— What to do —
Copy these records line for line, with no changes at all.

[Stored items from a collection]
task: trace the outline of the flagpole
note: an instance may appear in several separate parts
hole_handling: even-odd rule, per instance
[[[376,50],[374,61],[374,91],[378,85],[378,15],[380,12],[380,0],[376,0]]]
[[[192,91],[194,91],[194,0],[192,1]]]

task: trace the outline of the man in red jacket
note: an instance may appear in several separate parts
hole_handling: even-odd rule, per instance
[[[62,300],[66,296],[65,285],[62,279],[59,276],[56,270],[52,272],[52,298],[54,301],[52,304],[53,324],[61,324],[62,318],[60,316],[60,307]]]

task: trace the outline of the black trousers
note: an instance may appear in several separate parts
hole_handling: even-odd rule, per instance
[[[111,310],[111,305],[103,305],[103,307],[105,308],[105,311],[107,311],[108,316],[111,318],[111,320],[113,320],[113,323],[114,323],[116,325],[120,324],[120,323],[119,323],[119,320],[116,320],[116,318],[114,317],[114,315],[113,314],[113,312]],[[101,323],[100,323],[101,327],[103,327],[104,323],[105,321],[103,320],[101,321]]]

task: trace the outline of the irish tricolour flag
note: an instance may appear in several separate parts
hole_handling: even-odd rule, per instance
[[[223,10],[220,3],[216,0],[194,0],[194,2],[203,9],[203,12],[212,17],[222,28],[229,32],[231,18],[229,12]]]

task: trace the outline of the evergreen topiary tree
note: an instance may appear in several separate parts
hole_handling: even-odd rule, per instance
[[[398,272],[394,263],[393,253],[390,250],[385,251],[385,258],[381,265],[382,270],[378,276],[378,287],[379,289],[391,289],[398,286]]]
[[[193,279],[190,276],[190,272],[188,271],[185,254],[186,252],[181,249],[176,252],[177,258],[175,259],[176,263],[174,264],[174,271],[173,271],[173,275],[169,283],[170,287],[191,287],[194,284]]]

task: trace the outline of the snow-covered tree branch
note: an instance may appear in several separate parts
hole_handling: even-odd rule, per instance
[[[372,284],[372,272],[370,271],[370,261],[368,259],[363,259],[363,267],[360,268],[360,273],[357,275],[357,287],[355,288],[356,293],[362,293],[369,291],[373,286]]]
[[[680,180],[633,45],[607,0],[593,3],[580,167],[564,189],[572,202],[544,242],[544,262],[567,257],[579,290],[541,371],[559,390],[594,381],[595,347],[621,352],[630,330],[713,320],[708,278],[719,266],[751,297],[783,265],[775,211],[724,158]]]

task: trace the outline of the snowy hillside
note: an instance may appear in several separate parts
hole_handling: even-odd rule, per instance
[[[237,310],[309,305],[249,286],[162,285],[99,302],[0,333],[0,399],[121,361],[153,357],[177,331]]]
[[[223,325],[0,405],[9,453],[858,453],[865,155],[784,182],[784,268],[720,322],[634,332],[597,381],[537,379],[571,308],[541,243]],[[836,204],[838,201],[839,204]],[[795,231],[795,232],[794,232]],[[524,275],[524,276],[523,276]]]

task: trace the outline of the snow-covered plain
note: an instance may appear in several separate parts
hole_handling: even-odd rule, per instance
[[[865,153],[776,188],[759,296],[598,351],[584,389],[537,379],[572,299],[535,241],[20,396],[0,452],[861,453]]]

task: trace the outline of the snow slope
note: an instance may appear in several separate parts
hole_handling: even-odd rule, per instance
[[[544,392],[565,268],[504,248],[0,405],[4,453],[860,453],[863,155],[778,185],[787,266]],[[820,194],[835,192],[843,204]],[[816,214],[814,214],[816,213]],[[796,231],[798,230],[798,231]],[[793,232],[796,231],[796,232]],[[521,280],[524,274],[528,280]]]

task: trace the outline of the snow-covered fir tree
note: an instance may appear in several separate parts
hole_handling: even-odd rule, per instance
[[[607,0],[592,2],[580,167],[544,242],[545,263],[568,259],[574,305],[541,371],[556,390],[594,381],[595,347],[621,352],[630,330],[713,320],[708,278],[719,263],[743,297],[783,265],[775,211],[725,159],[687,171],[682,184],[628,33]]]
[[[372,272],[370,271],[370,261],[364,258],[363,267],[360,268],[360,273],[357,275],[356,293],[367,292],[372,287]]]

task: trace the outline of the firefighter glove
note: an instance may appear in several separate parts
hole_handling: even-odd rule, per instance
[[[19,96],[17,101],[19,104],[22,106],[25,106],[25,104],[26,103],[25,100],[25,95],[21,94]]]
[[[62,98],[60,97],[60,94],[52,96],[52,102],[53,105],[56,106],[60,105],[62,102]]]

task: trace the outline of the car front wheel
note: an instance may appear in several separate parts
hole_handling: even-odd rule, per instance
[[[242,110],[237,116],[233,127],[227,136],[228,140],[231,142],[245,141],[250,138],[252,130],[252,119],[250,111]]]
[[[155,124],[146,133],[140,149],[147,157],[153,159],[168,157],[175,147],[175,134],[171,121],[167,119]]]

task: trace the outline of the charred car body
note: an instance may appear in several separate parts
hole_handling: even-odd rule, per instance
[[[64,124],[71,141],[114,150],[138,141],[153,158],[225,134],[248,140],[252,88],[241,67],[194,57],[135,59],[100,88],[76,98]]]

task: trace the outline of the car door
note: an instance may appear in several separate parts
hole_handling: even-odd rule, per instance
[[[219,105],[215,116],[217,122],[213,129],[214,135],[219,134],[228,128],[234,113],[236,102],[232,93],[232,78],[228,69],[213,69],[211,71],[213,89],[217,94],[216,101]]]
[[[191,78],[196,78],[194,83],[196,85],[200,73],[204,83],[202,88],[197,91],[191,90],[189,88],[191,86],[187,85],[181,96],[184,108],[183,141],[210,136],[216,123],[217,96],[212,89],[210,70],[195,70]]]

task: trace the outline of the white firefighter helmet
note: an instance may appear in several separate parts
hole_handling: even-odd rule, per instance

— Result of this task —
task: trace the outline of the flagpole
note: an instance may appear in several separate parts
hole_handling: even-odd rule, per instance
[[[376,50],[374,61],[374,91],[378,85],[378,15],[380,12],[380,0],[376,0]]]
[[[192,91],[194,91],[194,0],[192,1]]]

task: trace the outline of the man in red jacket
note: an instance may appear in several separate parts
hole_handling: even-odd rule, per instance
[[[62,300],[66,296],[65,285],[62,279],[59,276],[56,270],[52,272],[52,298],[54,301],[52,304],[53,324],[61,324],[62,318],[60,316],[60,307]]]

task: trace the outline of the black trousers
note: an instance may appear in several separate parts
hole_handling: even-odd rule, per instance
[[[111,310],[111,305],[103,305],[103,307],[105,308],[105,311],[107,311],[108,316],[111,318],[111,320],[113,320],[113,323],[114,323],[116,325],[120,324],[120,323],[119,323],[119,320],[116,320],[116,318],[114,317],[114,315],[113,314],[113,312]],[[101,323],[100,323],[101,327],[103,327],[104,323],[105,321],[103,320],[101,321]]]

task: trace the outline of the irish tricolour flag
note: an instance may appear in several separate parts
hole_handling: even-odd rule, per instance
[[[223,10],[220,3],[216,0],[194,0],[194,2],[203,9],[203,12],[212,17],[222,28],[229,32],[231,18],[229,12]]]

task: trace the outline of the evergreen topiary tree
note: an instance may appear in several separate parts
hole_handling: even-odd rule, per instance
[[[398,272],[394,263],[393,253],[390,250],[385,251],[385,258],[381,265],[382,270],[378,276],[378,287],[379,289],[391,289],[398,286]]]
[[[193,279],[190,276],[190,272],[188,271],[185,254],[186,252],[181,249],[176,252],[177,258],[175,259],[176,263],[174,264],[174,271],[173,271],[173,275],[169,283],[170,287],[191,287],[194,284]]]

task: trace the outline of the snow-covered tree branch
note: an instance may appear in several separate parts
hole_handling: even-odd rule, per instance
[[[372,284],[372,272],[370,271],[370,261],[368,259],[363,259],[363,267],[360,268],[360,273],[357,275],[357,287],[355,288],[356,293],[362,293],[369,291],[373,286]]]
[[[680,180],[633,45],[607,0],[593,3],[580,167],[564,189],[572,202],[544,242],[544,262],[567,257],[579,290],[541,371],[559,390],[594,381],[595,347],[621,352],[630,330],[713,320],[708,278],[719,266],[751,297],[783,265],[775,211],[724,158]]]

task: trace the outline of the snowy hillside
note: an instance may appear in several separate parts
hole_handling: even-odd rule, per instance
[[[237,310],[309,305],[249,286],[162,285],[99,302],[0,333],[0,399],[121,361],[153,357],[177,331]]]
[[[223,325],[0,405],[9,453],[858,453],[865,155],[784,182],[784,268],[720,322],[634,332],[597,381],[537,379],[571,308],[541,243]],[[836,204],[838,201],[839,204]],[[795,231],[795,232],[794,232]],[[524,275],[524,276],[523,276]]]

task: trace the outline of the snow-covered plain
note: an instance may appear in several separate parts
hole_handling: even-odd rule, per instance
[[[865,153],[776,188],[759,296],[598,351],[584,389],[537,379],[572,299],[535,241],[20,396],[0,452],[861,453]]]

task: trace the outline of the snow slope
note: an instance may appear in several separate parts
hole_handling: even-odd rule, per instance
[[[544,392],[565,268],[504,248],[0,405],[4,453],[860,453],[863,155],[778,185],[787,266]],[[820,194],[835,192],[843,204]],[[816,214],[814,214],[816,213]],[[796,231],[798,230],[798,231]],[[793,232],[796,231],[796,232]],[[521,280],[524,274],[528,280]]]

task: trace the outline of the snow-covered fir tree
note: an instance may appear in several separate parts
hole_handling: even-odd rule, per instance
[[[607,0],[592,2],[580,167],[544,242],[545,263],[568,259],[574,305],[541,371],[556,390],[594,381],[595,347],[621,352],[630,330],[713,320],[708,278],[719,263],[743,297],[783,265],[775,211],[725,159],[687,171],[682,184],[628,33]]]
[[[372,272],[370,271],[370,261],[364,258],[363,267],[360,268],[360,273],[357,275],[356,293],[367,292],[372,287]]]

task: trace the outline of the firefighter glove
note: an instance may appear in several separate parts
hole_handling: even-odd rule, per instance
[[[19,96],[17,101],[19,104],[22,106],[25,106],[25,104],[26,103],[25,100],[25,95],[21,94]]]
[[[62,98],[60,97],[60,94],[52,96],[52,102],[53,105],[56,106],[60,105],[62,102]]]

task: trace the outline of the car front wheel
note: an instance may appear in several separate parts
hole_handling: even-odd rule, per instance
[[[242,110],[237,116],[233,127],[227,136],[228,140],[231,142],[245,141],[250,138],[252,130],[252,119],[250,111]]]
[[[155,124],[146,133],[140,149],[147,157],[153,159],[168,157],[175,147],[175,134],[171,121],[167,119]]]

task: trace the outline of the charred car body
note: an instance may appear in several separate parts
hole_handling: even-odd rule, per instance
[[[64,124],[71,141],[114,150],[138,141],[153,158],[225,134],[248,140],[252,88],[241,67],[194,57],[135,59],[100,88],[76,98]]]

task: trace the outline of the car door
note: an instance may appear in several separate parts
hole_handling: even-odd rule, per instance
[[[219,105],[215,116],[217,122],[213,129],[214,135],[219,134],[228,128],[234,113],[236,102],[232,93],[232,78],[228,69],[213,69],[211,71],[213,89],[217,94],[216,101]]]
[[[191,78],[196,78],[194,83],[196,85],[200,73],[204,83],[202,88],[197,91],[191,90],[189,88],[191,86],[187,85],[181,96],[184,108],[183,141],[210,136],[216,123],[217,96],[212,89],[210,70],[195,70]]]

task: trace the outline of the white firefighter helmet
note: an instance may appear in several separate parts
hole_handling: even-odd rule, per instance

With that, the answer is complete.